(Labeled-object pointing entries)
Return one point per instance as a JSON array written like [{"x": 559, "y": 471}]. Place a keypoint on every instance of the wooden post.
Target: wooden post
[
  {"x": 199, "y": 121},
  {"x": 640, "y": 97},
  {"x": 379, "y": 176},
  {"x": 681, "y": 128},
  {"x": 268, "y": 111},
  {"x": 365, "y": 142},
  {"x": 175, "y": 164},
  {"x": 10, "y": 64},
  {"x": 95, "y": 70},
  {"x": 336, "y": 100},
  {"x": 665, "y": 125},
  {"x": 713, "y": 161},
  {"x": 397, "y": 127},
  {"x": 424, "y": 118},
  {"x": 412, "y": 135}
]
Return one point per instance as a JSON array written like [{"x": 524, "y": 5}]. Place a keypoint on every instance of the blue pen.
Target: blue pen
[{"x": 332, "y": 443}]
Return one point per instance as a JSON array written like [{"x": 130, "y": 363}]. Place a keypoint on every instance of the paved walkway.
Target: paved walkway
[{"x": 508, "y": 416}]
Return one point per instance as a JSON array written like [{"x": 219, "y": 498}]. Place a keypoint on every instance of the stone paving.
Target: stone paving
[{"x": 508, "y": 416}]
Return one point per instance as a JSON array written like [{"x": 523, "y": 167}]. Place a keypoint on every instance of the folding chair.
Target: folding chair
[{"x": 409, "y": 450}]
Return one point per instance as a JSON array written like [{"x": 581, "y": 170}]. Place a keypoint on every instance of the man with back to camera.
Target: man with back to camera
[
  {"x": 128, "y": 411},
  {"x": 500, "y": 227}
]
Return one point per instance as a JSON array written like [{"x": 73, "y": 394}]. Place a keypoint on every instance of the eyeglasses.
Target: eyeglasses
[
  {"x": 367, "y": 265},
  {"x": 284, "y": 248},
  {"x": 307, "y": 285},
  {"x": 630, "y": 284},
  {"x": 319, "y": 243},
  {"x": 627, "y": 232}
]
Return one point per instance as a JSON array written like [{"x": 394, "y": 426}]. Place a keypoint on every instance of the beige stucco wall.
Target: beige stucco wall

* [WRITTEN TASK]
Return every line unchanged, starting at the line that contains "the blue pen." and continuing through the last of the rows above.

* [EXERCISE ANSWER]
Return one point per instance as a JSON array written like [{"x": 524, "y": 5}]. Place a keypoint on every instance of the blue pen.
Target: blue pen
[{"x": 332, "y": 443}]
Return one point per instance as a JSON array written like [{"x": 130, "y": 363}]. Place a keypoint on every instance of the paved walkway.
Target: paved walkway
[{"x": 508, "y": 416}]
Return one point per instance as a JSON array written like [{"x": 219, "y": 498}]. Place a keypoint on every instance of the stone paving.
Target: stone paving
[{"x": 508, "y": 416}]
Return one point per instance as a JSON array written like [{"x": 523, "y": 167}]. Place a keypoint on every instance of the folding chair.
Target: folding chair
[{"x": 409, "y": 450}]
Return one point per instance as a JSON array written like [{"x": 581, "y": 170}]. Place a keypoint on every instance of the man with back to camera.
Target: man with back to camera
[
  {"x": 128, "y": 411},
  {"x": 500, "y": 227}
]
Return one point per instance as a JSON array written like [{"x": 73, "y": 394}]. Place a keypoint on every instance of the eyeglasses.
Target: eyeglasses
[
  {"x": 367, "y": 265},
  {"x": 284, "y": 248},
  {"x": 307, "y": 285},
  {"x": 630, "y": 284},
  {"x": 319, "y": 243},
  {"x": 627, "y": 232}
]
Return one point per instance as a JSON array written like [{"x": 394, "y": 426}]. Place a keypoint on every instance of the beige stucco wall.
Target: beige stucco wall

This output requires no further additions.